• **Work task**
Each line of the listing, apart from the pictures, is to be printed exactly.

◆ ◆ ◆ ◆ ◆ ◆ ◆

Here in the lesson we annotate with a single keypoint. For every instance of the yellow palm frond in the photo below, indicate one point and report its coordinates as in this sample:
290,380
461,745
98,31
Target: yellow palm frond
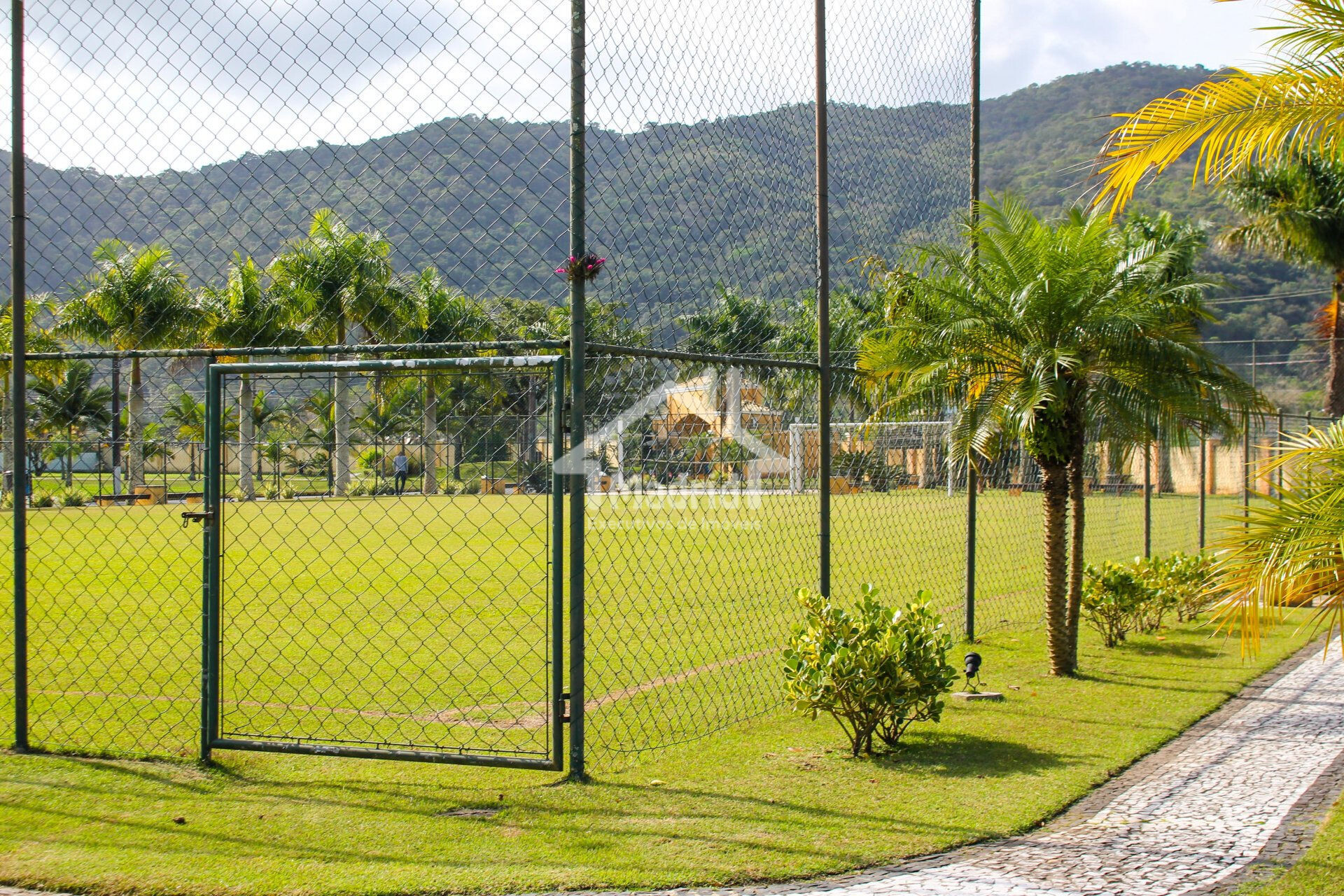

◆ ◆ ◆ ◆ ◆ ◆ ◆

• **Exercise answer**
Here in the lesson we annotate with a single keypoint. For every instance of the yellow palm frond in the photo below, indicate one point and report its coordinates as in this sample:
290,380
461,745
98,31
Target: yellow palm frond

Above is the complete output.